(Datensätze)
════

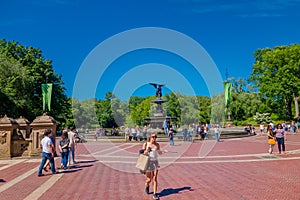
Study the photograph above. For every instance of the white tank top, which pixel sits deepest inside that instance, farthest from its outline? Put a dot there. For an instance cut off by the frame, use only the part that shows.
(153, 154)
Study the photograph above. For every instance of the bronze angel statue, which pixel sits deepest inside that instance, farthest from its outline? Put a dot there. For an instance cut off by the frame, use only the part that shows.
(158, 89)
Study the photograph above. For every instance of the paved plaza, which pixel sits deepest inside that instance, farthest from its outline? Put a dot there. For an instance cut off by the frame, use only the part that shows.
(231, 169)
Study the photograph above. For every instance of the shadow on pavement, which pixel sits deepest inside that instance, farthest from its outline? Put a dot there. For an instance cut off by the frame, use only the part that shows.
(169, 191)
(80, 166)
(86, 161)
(69, 171)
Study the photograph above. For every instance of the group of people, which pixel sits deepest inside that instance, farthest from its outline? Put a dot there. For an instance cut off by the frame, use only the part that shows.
(66, 148)
(136, 133)
(276, 135)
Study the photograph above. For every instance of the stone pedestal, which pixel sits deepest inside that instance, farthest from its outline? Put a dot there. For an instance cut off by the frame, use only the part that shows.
(8, 128)
(39, 125)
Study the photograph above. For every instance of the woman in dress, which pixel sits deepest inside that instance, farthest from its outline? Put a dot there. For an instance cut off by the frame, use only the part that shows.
(271, 136)
(280, 137)
(152, 148)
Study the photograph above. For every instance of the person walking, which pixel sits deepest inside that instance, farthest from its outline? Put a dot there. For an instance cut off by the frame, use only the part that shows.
(216, 129)
(262, 128)
(64, 149)
(71, 136)
(280, 137)
(152, 148)
(170, 135)
(47, 147)
(166, 127)
(271, 138)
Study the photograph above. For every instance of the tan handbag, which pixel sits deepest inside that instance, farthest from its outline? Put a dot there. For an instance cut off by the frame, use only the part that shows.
(142, 162)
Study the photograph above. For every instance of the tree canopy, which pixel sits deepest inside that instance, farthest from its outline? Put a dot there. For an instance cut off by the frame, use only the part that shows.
(23, 70)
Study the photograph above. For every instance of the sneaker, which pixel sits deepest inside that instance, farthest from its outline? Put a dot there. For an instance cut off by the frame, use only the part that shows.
(147, 189)
(155, 196)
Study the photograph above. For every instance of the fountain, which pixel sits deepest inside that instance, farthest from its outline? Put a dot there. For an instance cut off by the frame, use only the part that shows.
(156, 121)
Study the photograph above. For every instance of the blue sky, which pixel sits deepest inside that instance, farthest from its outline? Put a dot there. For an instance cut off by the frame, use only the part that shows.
(68, 31)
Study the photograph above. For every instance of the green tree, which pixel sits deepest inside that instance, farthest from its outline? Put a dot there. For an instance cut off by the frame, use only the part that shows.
(27, 91)
(276, 73)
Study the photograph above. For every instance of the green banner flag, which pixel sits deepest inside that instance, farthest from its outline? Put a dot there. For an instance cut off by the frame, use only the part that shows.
(227, 92)
(47, 91)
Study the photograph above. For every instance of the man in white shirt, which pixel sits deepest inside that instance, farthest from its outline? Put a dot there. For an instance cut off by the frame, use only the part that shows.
(47, 147)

════

Anleitung:
Wandle die Zeilen ab der Zeile mit „Study the photograph above. For every instance of the tree“ bis einschließlich der letzten Zeile in eine Markdown-Tabelle mit den Spalten „Nr“ und „Inhalt“ um. Jede Zeile bekommt eine fortlaufende Nummer, leere Zeilen fallen weg.

Erledigte Aufgabe:
| Nr | Inhalt |
|---|---|
| 1 | Study the photograph above. For every instance of the tree canopy, which pixel sits deepest inside that instance, farthest from its outline? Put a dot there. For an instance cut off by the frame, use only the part that shows. |
| 2 | (23, 70) |
| 3 | Study the photograph above. For every instance of the sneaker, which pixel sits deepest inside that instance, farthest from its outline? Put a dot there. For an instance cut off by the frame, use only the part that shows. |
| 4 | (147, 189) |
| 5 | (155, 196) |
| 6 | Study the photograph above. For every instance of the fountain, which pixel sits deepest inside that instance, farthest from its outline? Put a dot there. For an instance cut off by the frame, use only the part that shows. |
| 7 | (156, 121) |
| 8 | Study the photograph above. For every instance of the blue sky, which pixel sits deepest inside that instance, farthest from its outline? Put a dot there. For an instance cut off by the frame, use only the part that shows. |
| 9 | (68, 31) |
| 10 | Study the photograph above. For every instance of the green tree, which pixel sits deepest inside that instance, farthest from its outline? Put a dot there. For an instance cut off by the frame, use only the part that shows. |
| 11 | (27, 91) |
| 12 | (276, 73) |
| 13 | Study the photograph above. For every instance of the green banner flag, which pixel sits deepest inside that instance, farthest from its outline? Put a dot there. For an instance cut off by the frame, use only the part that shows. |
| 14 | (227, 92) |
| 15 | (47, 91) |
| 16 | Study the photograph above. For every instance of the man in white shirt, which pixel sits deepest inside that instance, farthest from its outline? Put a dot there. For an instance cut off by the frame, use only the part that shows. |
| 17 | (47, 147) |